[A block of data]
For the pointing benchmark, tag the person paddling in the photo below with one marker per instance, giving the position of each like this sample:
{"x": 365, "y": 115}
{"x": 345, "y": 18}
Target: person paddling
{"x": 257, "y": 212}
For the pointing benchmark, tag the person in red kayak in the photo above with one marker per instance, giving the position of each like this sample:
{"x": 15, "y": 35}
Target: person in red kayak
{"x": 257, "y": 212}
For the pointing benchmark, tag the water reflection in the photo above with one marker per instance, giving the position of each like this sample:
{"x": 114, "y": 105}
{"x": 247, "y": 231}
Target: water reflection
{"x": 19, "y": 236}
==
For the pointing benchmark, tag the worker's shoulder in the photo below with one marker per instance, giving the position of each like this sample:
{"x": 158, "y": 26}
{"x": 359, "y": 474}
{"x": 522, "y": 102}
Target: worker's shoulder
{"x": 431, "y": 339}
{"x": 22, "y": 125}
* * *
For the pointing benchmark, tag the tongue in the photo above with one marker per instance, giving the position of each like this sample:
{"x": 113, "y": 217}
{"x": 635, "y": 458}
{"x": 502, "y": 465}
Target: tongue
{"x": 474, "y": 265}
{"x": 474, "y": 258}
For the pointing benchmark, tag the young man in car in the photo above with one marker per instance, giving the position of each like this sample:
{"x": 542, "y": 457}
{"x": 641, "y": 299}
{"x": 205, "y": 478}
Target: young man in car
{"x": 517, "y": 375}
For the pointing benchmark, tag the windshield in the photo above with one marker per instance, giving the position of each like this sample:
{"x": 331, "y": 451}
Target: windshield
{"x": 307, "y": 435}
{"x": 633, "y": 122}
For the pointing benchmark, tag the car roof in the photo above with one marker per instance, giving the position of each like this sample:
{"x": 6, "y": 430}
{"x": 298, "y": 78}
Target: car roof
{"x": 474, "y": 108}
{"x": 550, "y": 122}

# YOUR TASK:
Select each line in the records above that contains the word "with". Case counts.

# SOLVED PROBLEM:
For the pointing benchmark, tag the person paddling in the photo below with one marker per instance, giving the position of each like this sample:
For the pointing benchmark, tag the person in red kayak in the photo above with one marker per instance, giving the position of each like this sample:
For the pointing benchmark, tag the water reflection in the photo above with one marker per instance, giving the position of each like this sample:
For the pointing benchmark, tag the worker's shoulder in the photo below with one marker per instance, giving the position of each like this sample:
For the pointing benchmark, tag the tongue in the photo above with one marker per instance, giving the position of each like this sample:
For the pointing benchmark, tag the young man in car in the photo above with one marker per instance, giving the position of each like this sample:
For the pointing benchmark, tag the windshield in the photo above with one marker per instance, giving the position of each like this sample:
For the pointing benchmark, tag the car roof in the photo above with one marker per instance, giving the position of each like this sample:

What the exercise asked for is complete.